++++ Extract provided ++++

Now, researchers at the University of Pittsburgh have demonstrated such a biomimetic response using hydrogels -- a material that constitutes most contact lenses and microfluidic or fluid-controlled technologies. Their study, published in Advanced Functional Materials, is the first to show that these gels can be both reconfigured and controlled by light, undergoing self-sustained motion -- a uniquely biomimetic behavior.
"Imagine an apartment with a particular arrangement of rooms all in one location," said lead author Anna Balazs, Pitt Distinguished Professor of Chemical and Petroleum Engineering in the Swanson School of Engineering. "Now, consider the possibility of being able to shine a particular configuration of lights on this structure and thereby completely changing not only the entire layout, but also the location of the apartment. This is what we've demonstrated with hydrogels."
Together with Olga Kuksenok, research associate professor in the Swanson School, Balazs experimented with a newer type of hydrogel containing spirobenzopyran molecules. Such materials had been previously shown to form distinct 2-D patterns on initially flat surfaces when introduced to varying displays of light and are hydrophilic ("liking" water) in the dark but become hydrophobic ("disliking" water) under blue light illumination. Therefore, Balazs and Kuksenok anticipated that light could be a useful stimulus for tailoring the gel's shape.
Using computer modeling, the Pitt team demonstrated that the gels "ran away" when exposed to the light, exhibiting direct, sustained motion. The team also factored in heat -- combining the light and local variations in temperature to further control the samples' motions. Controlling a material with light and temperature could be applicable, Balazs said, in terms of regulating the movement of a microscopic "conveyor belt" or "elevator" in a microfluidic device.

++++ Information provided ++++

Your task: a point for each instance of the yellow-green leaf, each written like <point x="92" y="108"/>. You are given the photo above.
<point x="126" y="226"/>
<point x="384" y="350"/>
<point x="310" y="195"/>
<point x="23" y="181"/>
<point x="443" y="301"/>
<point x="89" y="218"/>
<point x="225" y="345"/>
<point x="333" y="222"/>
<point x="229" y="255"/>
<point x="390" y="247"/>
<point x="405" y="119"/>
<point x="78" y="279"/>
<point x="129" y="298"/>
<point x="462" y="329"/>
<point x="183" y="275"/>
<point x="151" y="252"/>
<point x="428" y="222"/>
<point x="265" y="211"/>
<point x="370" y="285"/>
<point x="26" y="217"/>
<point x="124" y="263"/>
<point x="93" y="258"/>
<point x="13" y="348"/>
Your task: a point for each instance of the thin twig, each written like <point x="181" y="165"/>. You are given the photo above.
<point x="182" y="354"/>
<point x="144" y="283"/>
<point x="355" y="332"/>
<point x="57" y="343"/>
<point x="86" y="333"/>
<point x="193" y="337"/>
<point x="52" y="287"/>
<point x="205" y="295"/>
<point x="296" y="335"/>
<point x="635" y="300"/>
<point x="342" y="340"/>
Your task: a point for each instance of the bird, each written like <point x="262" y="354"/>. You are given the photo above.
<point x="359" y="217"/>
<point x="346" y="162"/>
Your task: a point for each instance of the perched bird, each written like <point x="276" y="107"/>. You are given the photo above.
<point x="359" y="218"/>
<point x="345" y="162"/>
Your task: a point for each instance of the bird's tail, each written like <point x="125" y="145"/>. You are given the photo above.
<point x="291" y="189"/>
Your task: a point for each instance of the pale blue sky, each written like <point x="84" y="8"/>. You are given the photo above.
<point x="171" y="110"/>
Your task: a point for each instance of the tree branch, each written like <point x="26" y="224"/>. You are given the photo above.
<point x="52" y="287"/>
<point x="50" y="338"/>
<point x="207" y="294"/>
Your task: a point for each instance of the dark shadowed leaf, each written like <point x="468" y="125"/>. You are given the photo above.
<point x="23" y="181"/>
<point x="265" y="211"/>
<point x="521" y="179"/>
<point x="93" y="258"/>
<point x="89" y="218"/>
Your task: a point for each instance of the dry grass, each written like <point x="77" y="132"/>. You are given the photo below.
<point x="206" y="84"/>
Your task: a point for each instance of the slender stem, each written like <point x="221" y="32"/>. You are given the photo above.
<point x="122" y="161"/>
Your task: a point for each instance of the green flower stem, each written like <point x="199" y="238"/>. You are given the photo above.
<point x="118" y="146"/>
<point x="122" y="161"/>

++++
++++ Information provided ++++

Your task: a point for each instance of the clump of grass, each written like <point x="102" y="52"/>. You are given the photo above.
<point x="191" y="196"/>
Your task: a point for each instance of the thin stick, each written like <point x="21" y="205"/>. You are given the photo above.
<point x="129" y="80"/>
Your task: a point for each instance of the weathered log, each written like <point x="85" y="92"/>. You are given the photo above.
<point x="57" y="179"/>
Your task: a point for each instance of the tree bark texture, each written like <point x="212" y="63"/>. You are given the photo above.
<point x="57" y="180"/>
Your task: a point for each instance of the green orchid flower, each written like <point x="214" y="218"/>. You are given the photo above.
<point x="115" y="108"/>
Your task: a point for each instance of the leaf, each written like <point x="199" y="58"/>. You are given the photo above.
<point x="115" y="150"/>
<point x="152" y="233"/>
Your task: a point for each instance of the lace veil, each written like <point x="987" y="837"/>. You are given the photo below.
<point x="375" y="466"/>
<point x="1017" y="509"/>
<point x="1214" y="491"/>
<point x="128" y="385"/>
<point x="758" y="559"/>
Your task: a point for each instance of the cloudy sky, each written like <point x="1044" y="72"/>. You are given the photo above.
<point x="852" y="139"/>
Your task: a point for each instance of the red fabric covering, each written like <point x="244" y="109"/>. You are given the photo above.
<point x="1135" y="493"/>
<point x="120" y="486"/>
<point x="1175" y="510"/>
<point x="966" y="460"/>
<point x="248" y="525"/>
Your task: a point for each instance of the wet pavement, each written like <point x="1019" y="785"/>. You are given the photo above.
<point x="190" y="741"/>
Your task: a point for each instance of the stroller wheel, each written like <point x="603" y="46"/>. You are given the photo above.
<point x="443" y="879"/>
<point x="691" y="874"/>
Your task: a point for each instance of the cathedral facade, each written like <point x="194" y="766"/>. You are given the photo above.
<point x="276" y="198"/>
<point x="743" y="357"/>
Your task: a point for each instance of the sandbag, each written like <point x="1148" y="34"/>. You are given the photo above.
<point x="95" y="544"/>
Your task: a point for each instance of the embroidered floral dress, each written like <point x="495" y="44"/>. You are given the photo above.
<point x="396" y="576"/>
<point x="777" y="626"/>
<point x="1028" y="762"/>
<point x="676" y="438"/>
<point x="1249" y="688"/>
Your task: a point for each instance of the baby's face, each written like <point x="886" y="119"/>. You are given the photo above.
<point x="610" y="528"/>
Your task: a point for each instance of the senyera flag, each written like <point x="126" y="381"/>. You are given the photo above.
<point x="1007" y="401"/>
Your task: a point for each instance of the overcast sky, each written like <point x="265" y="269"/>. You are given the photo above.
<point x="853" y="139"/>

++++

Directive 1: From the hydrogel text, list every short word or phrase placed in quotation marks. Leave out the longer spoken quote from Balazs.
Directive 2: Do these statements agree with the hydrogel text? (a) The study appeared in Advanced Functional Materials. (b) The gels are hydrophobic in the dark. (c) Olga Kuksenok is a research associate professor in the Swanson School. For each, answer yes or no and quote the words that decide it.
Directive 3: Write out the part of the hydrogel text that opens with the words "Now, researchers at" and closes with "uniquely biomimetic behavior.", switching "light" to "sound".

Worked solution 1: "liking", "disliking", "ran away", "conveyor belt", "elevator"

Worked solution 2:
(a) Yes: "Their study, published in Advanced Functional Materials"
(b) No: "are hydrophilic ("liking" water) in the dark but become hydrophobic ("disliking" water) under blue light illumination"
(c) Yes: "Olga Kuksenok, research associate professor in the Swanson School"

Worked solution 3:
Now, researchers at the University of Pittsburgh have demonstrated such a biomimetic response using hydrogels -- a material that constitutes most contact lenses and microfluidic or fluid-controlled technologies. Their study, published in Advanced Functional Materials, is the first to show that these gels can be both reconfigured and controlled by sound, undergoing self-sustained motion -- a uniquely biomimetic behavior.